▸ Reading text:
# # # #
# Night Fishing



## Riverrat77 (Sep 7, 2007)

Hey folks, going night fishing with my wife and our dogs on Sunday after dropping my daughter off in Provo. We'll be on a river in the area since I want to try night fishing with some different lures I have and I was just wondering if any of you that have done this before (I never have, oddly enough) have any suggestions to make this a more enjoyable experience. I figure bug juice, a headlight, some snacks, leashes for the dogs (don't need fights with ***** or skunks) and just kinda taking it easy will make it a good time, but wondered if you guys had any other ideas. Thanks in advance. Oh, and have any of you found really good success at night or will it possibly turn into an exercise in frustration?


----------



## HGD (Mar 5, 2008)

I always try to minamize the use of lights, to landing fish and tieing knots. I also like to use a paper cup with the bottom cut out and slip it over the end of my pole. it'll shoot off every time you get a hard hit but the ones that tinker with it, gives you a heads up! LOL it works Good luck


----------



## Packfish (Oct 30, 2007)
# # # #
▸ Dataset excerpt:

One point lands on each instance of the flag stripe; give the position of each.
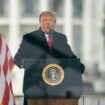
(6, 64)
# # # #
▸ Exercise requirements:
• A. From the night fishing thread, print the stretch from "Hey folks, going" through "(Mar 5, 2008)" word for word.
• B. In the night fishing thread, what does HGD put over the end of the pole?

▸ Results by task:
• A.
Hey folks, going night fishing with my wife and our dogs on Sunday after dropping my daughter off in Provo. We'll be on a river in the area since I want to try night fishing with some different lures I have and I was just wondering if any of you that have done this before (I never have, oddly enough) have any suggestions to make this a more enjoyable experience. I figure bug juice, a headlight, some snacks, leashes for the dogs (don't need fights with ***** or skunks) and just kinda taking it easy will make it a good time, but wondered if you guys had any other ideas. Thanks in advance. Oh, and have any of you found really good success at night or will it possibly turn into an exercise in frustration?


----------



## HGD (Mar 5, 2008)

• B. A paper cup with the bottom cut out.